## EXTRAIT
Même s’il y a des mesures ciblées pour chacun de ces exemples, une solution commune existe: Il s’agit de la réduction du temps de travail à salaire égal !

 

Depuis plus d’un siècle, la revendication de réduction du temps de travail revient dans les discussions politiques et syndicales. Déjà en 1886, une manifestation pour la journée de huit heures tournait au massacre à Haymarket Square à Chicago. Trois ans plus tard, en souvenir, la Deuxième internationale proclamait le 1er mai “journée de lutte du mouvement des ouvriers et ouvrières”. En 1918, la réduction du temps de travail fait partie des revendications principales de la Grève générale menée en Suisse. Le mouvement féministe a contribué à ces luttes. Les féministes voulaient et veulent encore aujourd’hui obtenir également que le travail de reproduction soit aussi reconnu comme un travail socialement nécessaire et que le travail, rémunéré comme non rémunéré, soit réparti plus équitablement. Cette revendication figure d’ailleurs dans le manifeste de 2017 « Pour un socialisme pleinement féministe » des Femmes socialistes suisses repris par le Parti socialiste suisse et dans le manifeste de la grève des femmes du 14 juin 2019. Depuis, une motion de Tamara Funiciello a été déposée au Conseil national et sera prochainement débattue.

Une revendication syndicale, politique et féministe qui se révèle également écologiste. En effet, le mouvement de la Grève pour l’Avenir en fait son thème principal de la journée de mobilisation du 9 avril prochain.

Une solution résolument féministe

 

Aujourd’hui encore, le travail rémunéré et le travail reproductif non rémunéré sont répartis de manière très inégale. Les chiffres parlent d’eux-mêmes, les femmes participent de plus en plus à l’activité professionnelle et travaillent plus que les hommes si l’on fait l’addition du travail non rémunéré et rémunéré. Ainsi, 9,2 milliards d’heures de travail non rémunéré ont été effectuées en 2016, pour une valeur de 408 milliards de francs, dont deux tiers par des femmes. Malgré cela, elles gagnent toujours environ 20% de salaire en moins. Cette répartition inégalitaire ne désavantage pas seulement les femmes dans leur vie professionnelle. En effet, en cas de divorce et séparation ou lorsqu’elles partent à la retraite, elles ne parviennent guère à se constituer un capital suffisant dans le deuxième ou le troisième pilier. Un tiers des femmes n’ont pas de deuxième pilier et elles disposent en moyenne d’une retraite inférieure d’un peu moins de 37 % à celle des hommes. Une situation qui augmente le risque pour les femmes de se retrouver dans une situation précaire et qui s’observe également par le fait que les femmes sont plus tributaires que les hommes  de prestations complémentaires. Ce sont là quelques unes des raisons pour lesquelles les féministes de gauche disent non à AVS21.

## LIGNES EXTRAITES
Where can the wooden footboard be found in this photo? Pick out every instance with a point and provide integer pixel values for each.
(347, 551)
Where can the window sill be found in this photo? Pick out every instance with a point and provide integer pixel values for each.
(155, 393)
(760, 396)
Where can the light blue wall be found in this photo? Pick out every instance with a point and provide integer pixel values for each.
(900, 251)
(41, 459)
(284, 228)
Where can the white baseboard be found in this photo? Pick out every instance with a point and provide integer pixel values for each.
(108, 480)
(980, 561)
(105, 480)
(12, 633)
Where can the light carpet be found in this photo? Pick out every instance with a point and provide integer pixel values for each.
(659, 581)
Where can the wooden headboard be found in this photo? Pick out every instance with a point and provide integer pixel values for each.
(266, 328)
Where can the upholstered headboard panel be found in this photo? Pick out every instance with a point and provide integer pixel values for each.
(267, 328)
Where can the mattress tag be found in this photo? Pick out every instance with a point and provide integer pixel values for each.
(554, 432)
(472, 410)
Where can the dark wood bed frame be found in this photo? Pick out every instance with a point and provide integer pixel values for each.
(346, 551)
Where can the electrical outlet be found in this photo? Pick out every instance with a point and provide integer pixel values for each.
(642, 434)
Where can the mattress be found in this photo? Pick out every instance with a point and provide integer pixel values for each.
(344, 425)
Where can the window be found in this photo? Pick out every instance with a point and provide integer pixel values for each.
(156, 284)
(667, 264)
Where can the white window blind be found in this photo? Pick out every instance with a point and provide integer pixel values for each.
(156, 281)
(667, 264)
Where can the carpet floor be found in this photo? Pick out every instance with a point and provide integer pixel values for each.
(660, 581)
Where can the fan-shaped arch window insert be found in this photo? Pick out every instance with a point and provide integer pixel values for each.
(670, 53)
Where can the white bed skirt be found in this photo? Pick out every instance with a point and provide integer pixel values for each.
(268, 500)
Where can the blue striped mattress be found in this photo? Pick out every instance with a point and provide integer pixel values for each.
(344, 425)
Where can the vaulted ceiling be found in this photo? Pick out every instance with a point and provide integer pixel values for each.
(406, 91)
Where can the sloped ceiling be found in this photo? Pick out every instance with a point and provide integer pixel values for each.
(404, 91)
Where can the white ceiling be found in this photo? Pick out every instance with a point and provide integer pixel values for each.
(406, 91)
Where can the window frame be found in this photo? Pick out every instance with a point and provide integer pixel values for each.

## TÂCHES ET EXERCICES
• a. D'après l'extrait sur la réduction du temps de travail, en quelle année une manifestation pour la journée de huit heures a-t-elle tourné au massacre à Haymarket Square, à Chicago ?
• b. Dans l'extrait sur la réduction du temps de travail, reprenez le passage qui commence par « Même s’il y » et se termine par « salaire égal ! », en substituant « réponse commune » à « solution commune ».
• c. Poursuivez l'extrait sur la réduction du temps de travail à partir de sa dernière phrase.

## RÉPONSES DONNÉES
• a. En 1886.

• b.
Même s’il y a des mesures ciblées pour chacun de ces exemples, une réponse commune existe: Il s’agit de la réduction du temps de travail à salaire égal !

• c.
La réduction du temps de travail à salaire égal est une réelle opportunité pour davantage d’égalité. Réduire le temps de travail offre plus de temps pour le travail reproductif et permettra ainsi de tendre vers une meilleure répartition à la fois du travail rémunéré et du travail reproductif au sein d’un couple, et donc d’améliorer la conciliation entre travail et vie privée. Cette solution permet ainsi de réaliser deux avancées: une répartition plus juste des revenus et de la fortune et une meilleure reconnaissance du travail de care.

 

Une proposition qui profitera aux travailleuses et travailleurs

 

La santé psychique et physique des travailleuses et travailleurs est mise à mal. Les résultats de récentes études démontrent que le Job Stress Index moyen des personnes actives en Suisse s’est encore détérioré en 2020 et cette détérioration est considérée comme étant significative par rapport aux indicateurs des enquêtes de 2014 et 2016.

Bien que la productivité ce cesse d’augmenter, nous en sommes toujours à des cadences de plus de 40 heures de travail hebdomadaire. De plus, les salaires réels stagnent. Une croissance importante du montant total des grandes fortunes durant ces dernières années, ainsi qu’une répartition de la richesse toujours plus inégale sont observées. Le système actuel se fonde sur la maximisation du profit individuel. De plus, les grandes entreprises n’ont eu aucun scrupule à reverser des dividendes et de maintenir des écarts salariaux moyen allant jusqu’à 1 :137. Sur la base de ce constat, les gains de productivité doivent être mieux redistribués et il n’est que justice que les travailleuses et les travailleurs qui génèrent ces gains puissent également en profiter. Et la réduction du temps de travail à salaire égal permet cette redistribution plus juste.

Qui plus est, introduire une telle mesure ne retire pas un volume de travail du marché du travail, mais le répartit sur davantage de personnes. La réduction du temps de travail à salaire égal permet ainsi de créer des emplois par le partage, tout en œuvrant à une répartition plus juste des revenus et de la fortune, voie royale vers une plus grande justice sociale. Ceci est d’autant plus important dans un monde du travail, où le travail manuel est remplacé par l’automatisation. Il en va de même pour la numérisation croissante.

Les fruits des progrès technologiques doivent profiter à toutes et tous et non uniquement servir à augmenter les profits des plus riches. De plus, l’Islande donne l’exemple: la semaine de quatre jours y a été expérimentée pendant 4 ans avec des résultats positifs. La productivité de l’économie n’a pas diminué, au contraire, et le bien-être au travail a augmenté.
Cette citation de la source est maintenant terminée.